**The task**
Locate every line in the items below that contains the string "Automation", and copy each of those lines out in full.

Begin

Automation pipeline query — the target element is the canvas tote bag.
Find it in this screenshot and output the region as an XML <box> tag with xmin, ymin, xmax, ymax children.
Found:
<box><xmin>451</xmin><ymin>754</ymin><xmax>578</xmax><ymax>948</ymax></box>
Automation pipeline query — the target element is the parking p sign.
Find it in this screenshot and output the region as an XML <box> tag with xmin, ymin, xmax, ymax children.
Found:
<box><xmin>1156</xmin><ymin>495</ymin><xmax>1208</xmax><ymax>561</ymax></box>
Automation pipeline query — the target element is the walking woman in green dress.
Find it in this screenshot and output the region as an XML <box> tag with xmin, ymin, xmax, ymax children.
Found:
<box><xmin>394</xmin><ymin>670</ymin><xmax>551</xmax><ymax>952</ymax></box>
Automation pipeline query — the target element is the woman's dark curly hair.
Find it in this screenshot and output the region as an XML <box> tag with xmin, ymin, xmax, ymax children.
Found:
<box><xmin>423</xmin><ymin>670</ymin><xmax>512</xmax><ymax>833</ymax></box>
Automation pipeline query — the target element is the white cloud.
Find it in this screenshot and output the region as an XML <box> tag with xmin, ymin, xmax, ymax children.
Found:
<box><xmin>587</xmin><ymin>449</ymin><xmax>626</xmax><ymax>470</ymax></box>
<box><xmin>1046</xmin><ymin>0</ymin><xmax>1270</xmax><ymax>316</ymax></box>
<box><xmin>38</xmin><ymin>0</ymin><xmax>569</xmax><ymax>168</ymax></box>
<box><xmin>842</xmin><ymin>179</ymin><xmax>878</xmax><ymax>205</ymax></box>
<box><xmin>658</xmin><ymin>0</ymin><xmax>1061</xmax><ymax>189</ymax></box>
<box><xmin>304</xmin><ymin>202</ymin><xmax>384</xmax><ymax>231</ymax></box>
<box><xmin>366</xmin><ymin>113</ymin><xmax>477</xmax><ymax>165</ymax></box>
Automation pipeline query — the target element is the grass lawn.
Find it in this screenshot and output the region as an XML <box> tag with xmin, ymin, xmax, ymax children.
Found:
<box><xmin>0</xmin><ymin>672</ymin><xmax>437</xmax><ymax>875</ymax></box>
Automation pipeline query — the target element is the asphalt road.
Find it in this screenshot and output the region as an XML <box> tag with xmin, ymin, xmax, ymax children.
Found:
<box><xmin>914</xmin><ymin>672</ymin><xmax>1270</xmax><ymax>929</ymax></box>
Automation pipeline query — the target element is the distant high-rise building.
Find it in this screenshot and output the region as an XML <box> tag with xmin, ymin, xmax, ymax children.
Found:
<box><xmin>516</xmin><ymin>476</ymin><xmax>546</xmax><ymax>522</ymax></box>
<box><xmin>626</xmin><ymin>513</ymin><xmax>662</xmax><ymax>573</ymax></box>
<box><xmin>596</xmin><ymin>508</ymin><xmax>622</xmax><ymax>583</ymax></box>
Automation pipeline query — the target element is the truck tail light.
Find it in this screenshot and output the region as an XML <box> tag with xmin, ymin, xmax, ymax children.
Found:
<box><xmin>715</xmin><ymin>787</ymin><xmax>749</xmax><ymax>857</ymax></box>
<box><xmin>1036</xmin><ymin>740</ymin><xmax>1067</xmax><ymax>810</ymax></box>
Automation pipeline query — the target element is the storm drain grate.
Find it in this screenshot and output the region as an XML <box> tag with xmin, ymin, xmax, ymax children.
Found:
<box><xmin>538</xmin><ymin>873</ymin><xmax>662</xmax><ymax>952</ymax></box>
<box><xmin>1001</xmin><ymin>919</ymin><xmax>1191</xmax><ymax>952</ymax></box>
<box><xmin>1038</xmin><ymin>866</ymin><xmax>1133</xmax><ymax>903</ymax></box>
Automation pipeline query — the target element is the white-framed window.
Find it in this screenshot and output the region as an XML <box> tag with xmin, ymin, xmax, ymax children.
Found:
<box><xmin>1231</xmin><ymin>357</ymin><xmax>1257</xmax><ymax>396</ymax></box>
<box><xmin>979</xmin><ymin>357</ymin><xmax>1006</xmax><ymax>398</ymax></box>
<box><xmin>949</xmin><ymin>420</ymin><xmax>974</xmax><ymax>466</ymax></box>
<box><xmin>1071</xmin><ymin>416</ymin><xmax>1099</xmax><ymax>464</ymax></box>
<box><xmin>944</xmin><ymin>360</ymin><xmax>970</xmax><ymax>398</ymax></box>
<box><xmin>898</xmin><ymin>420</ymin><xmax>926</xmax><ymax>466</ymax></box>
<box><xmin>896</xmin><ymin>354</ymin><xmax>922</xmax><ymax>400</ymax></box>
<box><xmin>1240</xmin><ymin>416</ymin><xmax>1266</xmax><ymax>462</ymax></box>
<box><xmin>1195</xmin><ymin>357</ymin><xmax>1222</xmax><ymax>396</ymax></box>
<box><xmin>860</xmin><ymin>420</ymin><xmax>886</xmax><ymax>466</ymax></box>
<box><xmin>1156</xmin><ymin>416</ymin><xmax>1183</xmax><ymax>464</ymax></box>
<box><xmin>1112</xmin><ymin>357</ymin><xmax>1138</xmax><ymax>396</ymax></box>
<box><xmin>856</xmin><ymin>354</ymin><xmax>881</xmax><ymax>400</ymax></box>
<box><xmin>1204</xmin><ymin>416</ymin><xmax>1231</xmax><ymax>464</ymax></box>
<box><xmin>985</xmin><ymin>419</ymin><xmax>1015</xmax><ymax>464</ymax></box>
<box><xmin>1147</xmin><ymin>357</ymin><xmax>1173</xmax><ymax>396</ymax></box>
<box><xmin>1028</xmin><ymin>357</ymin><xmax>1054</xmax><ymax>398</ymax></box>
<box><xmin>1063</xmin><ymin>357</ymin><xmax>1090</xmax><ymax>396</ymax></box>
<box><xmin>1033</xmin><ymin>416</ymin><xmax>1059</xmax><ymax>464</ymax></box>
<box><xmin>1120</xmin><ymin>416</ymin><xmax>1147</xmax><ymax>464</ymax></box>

End

**Exercise output**
Automation pipeline query — the target element is the canvas tote bag.
Automation pipeline query — the target element is the parking p sign.
Automation pipeline query — the target element is the walking woman in green dress.
Automation pipeline query — the target element is the woman's dark curly hair.
Automation pipeline query — the target element is the white cloud.
Automation pipeline query — the target element is the grass lawn.
Automation pipeline query — the target element is the asphalt road.
Automation pipeline query — the target element is the distant high-rise building.
Automation pipeline query — the target element is the truck tail light.
Automation pipeline query — the target element is the storm drain grate.
Automation pipeline query — the target element is the white-framed window.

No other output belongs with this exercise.